- _EXERCISE_
List each line of the data below that contains the string "front", treating uppercase and lowercase as distinct.

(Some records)
========
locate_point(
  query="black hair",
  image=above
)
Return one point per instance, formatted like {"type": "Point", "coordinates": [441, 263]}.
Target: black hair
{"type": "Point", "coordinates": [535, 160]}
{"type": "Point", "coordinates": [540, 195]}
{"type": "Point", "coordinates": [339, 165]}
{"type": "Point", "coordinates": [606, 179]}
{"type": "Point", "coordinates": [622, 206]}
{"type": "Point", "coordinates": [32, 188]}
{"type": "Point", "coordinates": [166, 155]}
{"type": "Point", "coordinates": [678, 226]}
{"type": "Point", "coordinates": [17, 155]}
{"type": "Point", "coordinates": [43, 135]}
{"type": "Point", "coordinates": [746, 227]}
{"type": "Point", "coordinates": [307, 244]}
========
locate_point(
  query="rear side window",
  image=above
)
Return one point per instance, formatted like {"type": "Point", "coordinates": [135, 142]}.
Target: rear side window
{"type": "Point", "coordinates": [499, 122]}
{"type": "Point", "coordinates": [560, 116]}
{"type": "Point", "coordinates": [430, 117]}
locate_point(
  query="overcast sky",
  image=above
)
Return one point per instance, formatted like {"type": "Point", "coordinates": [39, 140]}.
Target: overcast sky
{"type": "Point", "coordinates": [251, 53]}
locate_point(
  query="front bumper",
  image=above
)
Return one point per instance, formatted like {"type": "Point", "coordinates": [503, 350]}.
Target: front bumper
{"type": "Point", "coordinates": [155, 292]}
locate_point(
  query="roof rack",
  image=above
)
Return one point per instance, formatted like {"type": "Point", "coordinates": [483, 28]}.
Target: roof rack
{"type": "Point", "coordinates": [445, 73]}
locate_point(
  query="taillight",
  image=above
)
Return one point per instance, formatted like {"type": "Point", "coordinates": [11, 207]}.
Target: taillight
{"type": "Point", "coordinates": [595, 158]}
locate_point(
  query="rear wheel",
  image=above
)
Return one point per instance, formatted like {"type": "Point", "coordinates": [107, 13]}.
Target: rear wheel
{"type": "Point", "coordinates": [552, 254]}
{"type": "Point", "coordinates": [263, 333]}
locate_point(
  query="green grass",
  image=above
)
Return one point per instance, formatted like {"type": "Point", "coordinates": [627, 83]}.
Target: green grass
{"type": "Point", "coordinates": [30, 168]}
========
- _WORKED ANSWER_
  query="front bumper",
Target: front bumper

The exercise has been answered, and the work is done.